* What is required:
Locate the line that contains "Target: wildflower". Print it and each following line through the end of the listing, verbatim, and nothing more.

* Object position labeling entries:
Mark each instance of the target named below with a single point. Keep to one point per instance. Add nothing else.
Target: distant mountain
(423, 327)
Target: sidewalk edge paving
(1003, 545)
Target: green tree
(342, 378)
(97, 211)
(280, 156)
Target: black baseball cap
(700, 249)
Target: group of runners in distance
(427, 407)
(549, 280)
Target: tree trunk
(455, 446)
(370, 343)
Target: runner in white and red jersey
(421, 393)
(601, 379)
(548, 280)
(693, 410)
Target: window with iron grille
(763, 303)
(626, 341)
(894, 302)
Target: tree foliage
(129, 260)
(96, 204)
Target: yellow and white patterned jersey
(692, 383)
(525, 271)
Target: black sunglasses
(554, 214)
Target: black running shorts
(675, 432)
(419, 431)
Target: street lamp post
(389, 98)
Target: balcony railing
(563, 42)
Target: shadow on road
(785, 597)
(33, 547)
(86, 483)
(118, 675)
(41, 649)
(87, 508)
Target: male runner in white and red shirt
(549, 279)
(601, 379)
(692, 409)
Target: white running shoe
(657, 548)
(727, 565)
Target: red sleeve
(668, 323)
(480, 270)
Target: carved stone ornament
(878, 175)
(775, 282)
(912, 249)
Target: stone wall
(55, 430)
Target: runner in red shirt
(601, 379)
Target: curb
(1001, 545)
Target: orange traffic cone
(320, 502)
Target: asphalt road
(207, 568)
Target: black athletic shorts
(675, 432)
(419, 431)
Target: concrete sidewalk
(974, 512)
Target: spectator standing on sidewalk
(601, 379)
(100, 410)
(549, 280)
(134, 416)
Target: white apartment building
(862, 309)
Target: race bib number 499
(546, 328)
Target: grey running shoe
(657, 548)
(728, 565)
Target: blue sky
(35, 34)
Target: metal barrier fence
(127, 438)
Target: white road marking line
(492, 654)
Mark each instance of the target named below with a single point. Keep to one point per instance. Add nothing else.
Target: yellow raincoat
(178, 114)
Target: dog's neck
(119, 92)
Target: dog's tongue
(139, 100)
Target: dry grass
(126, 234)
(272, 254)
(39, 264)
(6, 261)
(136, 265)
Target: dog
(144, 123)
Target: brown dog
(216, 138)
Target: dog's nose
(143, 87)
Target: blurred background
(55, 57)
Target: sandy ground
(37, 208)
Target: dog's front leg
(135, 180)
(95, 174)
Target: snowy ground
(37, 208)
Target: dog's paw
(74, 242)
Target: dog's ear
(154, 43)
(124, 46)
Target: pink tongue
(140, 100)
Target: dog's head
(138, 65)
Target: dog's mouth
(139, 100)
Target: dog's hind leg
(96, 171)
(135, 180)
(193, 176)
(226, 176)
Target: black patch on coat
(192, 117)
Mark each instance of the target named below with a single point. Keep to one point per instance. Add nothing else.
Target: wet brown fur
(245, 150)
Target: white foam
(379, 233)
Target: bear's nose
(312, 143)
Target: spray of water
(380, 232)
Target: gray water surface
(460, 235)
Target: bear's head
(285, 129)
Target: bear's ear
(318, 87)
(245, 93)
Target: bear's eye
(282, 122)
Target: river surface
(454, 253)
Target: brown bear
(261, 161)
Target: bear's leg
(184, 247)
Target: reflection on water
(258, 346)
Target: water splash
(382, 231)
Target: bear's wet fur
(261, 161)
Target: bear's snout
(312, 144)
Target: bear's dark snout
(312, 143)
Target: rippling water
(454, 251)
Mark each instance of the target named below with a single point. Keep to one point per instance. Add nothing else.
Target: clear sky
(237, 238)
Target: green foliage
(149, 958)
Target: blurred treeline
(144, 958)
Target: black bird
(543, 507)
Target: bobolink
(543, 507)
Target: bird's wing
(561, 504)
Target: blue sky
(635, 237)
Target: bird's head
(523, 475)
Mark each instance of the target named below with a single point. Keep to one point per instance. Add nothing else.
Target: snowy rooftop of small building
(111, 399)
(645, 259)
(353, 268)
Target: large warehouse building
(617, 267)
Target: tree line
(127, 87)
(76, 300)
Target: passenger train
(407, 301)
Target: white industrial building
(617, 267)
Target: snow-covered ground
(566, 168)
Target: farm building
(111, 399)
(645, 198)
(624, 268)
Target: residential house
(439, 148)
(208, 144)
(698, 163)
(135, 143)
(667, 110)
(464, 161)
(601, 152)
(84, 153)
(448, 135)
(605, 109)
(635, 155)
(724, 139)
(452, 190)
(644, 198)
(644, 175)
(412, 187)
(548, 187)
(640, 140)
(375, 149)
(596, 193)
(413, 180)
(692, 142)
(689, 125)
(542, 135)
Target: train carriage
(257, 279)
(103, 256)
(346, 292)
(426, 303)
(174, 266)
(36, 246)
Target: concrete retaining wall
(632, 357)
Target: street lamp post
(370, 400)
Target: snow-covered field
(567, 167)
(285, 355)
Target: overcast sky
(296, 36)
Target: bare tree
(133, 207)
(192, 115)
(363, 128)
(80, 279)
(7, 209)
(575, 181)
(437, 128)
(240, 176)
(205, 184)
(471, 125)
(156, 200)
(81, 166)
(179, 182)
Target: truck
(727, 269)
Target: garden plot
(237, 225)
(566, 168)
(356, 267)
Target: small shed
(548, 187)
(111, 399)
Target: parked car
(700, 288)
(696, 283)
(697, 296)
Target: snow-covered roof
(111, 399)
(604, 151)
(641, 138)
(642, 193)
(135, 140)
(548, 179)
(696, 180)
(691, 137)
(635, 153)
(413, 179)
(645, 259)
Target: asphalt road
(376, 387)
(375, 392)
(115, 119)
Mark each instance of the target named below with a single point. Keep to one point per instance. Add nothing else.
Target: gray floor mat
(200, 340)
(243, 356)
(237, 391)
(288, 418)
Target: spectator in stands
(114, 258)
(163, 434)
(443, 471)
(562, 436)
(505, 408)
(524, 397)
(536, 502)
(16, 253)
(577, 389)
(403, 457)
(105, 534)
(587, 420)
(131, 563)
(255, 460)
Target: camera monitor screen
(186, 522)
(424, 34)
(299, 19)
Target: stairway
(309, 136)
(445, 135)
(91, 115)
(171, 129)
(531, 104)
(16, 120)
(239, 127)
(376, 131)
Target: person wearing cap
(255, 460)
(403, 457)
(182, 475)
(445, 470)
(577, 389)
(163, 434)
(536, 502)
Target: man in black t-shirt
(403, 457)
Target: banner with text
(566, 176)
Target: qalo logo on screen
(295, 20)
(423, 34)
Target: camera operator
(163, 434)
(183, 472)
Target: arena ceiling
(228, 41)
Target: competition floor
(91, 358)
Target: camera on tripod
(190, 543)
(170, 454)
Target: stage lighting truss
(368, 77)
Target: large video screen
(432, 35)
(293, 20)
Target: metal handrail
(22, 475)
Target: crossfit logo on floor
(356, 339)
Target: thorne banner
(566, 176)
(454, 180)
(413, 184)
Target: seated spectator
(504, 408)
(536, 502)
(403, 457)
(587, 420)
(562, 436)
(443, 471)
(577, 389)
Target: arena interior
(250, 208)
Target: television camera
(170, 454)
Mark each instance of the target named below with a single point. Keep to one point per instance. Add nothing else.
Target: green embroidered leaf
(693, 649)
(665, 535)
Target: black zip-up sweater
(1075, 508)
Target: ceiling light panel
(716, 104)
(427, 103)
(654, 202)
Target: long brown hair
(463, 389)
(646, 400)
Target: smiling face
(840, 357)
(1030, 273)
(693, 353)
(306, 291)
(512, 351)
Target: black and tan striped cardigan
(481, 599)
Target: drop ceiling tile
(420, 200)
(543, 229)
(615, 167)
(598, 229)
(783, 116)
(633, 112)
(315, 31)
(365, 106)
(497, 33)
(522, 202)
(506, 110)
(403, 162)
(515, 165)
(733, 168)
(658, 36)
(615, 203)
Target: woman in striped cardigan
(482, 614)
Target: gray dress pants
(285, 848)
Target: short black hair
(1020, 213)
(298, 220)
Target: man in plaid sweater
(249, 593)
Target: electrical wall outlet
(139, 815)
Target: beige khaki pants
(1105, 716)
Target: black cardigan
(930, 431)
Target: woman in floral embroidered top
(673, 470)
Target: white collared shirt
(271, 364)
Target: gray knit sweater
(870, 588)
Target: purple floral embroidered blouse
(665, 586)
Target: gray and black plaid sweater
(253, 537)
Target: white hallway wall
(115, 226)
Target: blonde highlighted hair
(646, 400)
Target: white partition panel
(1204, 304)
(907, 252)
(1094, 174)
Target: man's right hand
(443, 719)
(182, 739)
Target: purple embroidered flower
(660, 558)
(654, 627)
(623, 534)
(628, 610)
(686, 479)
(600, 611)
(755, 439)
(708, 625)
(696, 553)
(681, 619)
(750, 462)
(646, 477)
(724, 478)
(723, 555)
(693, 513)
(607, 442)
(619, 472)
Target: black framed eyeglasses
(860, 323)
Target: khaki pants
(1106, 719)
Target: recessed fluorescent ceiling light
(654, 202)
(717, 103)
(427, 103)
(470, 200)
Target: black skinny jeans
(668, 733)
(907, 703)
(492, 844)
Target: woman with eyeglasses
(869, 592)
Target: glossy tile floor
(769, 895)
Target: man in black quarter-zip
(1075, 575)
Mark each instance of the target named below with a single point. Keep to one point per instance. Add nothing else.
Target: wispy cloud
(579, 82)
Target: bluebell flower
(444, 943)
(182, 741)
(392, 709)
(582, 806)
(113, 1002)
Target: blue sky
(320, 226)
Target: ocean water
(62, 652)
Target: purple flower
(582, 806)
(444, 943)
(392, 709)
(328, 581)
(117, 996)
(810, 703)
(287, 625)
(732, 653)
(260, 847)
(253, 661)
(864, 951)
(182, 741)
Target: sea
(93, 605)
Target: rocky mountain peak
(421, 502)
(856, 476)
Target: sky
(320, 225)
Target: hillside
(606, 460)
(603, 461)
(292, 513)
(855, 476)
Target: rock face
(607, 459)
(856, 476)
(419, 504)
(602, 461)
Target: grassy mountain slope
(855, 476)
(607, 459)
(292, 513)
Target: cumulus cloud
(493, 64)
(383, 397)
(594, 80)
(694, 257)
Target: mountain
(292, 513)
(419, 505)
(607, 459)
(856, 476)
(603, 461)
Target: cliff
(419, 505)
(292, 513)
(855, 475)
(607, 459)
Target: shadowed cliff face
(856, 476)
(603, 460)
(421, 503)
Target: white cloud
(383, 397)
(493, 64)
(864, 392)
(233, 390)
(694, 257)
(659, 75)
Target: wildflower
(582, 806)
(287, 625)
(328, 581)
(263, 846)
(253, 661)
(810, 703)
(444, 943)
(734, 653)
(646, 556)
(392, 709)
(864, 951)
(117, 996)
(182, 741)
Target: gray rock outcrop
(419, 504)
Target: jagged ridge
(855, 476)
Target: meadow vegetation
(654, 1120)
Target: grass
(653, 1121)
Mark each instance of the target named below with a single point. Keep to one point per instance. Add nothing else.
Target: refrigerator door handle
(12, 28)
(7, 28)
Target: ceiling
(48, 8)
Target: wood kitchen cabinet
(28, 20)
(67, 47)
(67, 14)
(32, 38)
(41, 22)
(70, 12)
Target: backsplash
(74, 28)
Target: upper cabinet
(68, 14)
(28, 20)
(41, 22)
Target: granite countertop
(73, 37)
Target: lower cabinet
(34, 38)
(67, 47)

* Exercise solution:
Target: wildflower
(582, 806)
(287, 625)
(328, 581)
(263, 846)
(253, 661)
(810, 703)
(444, 943)
(734, 653)
(646, 556)
(392, 709)
(864, 951)
(117, 996)
(182, 741)
Target: gray rock outcrop
(419, 504)
Target: jagged ridge
(855, 476)
Target: meadow vegetation
(654, 1120)
Target: grass
(653, 1121)
Mark each instance of the target named below with a single point. Keep to one point per instance. Add nothing else.
Target: refrigerator door handle
(12, 28)
(7, 28)
Target: ceiling
(48, 8)
Target: wood kitchen cabinet
(28, 20)
(67, 47)
(67, 14)
(32, 38)
(41, 22)
(70, 12)
Target: backsplash
(74, 28)
Target: upper cabinet
(68, 14)
(28, 20)
(41, 22)
Target: granite countertop
(73, 37)
Target: lower cabinet
(34, 38)
(67, 47)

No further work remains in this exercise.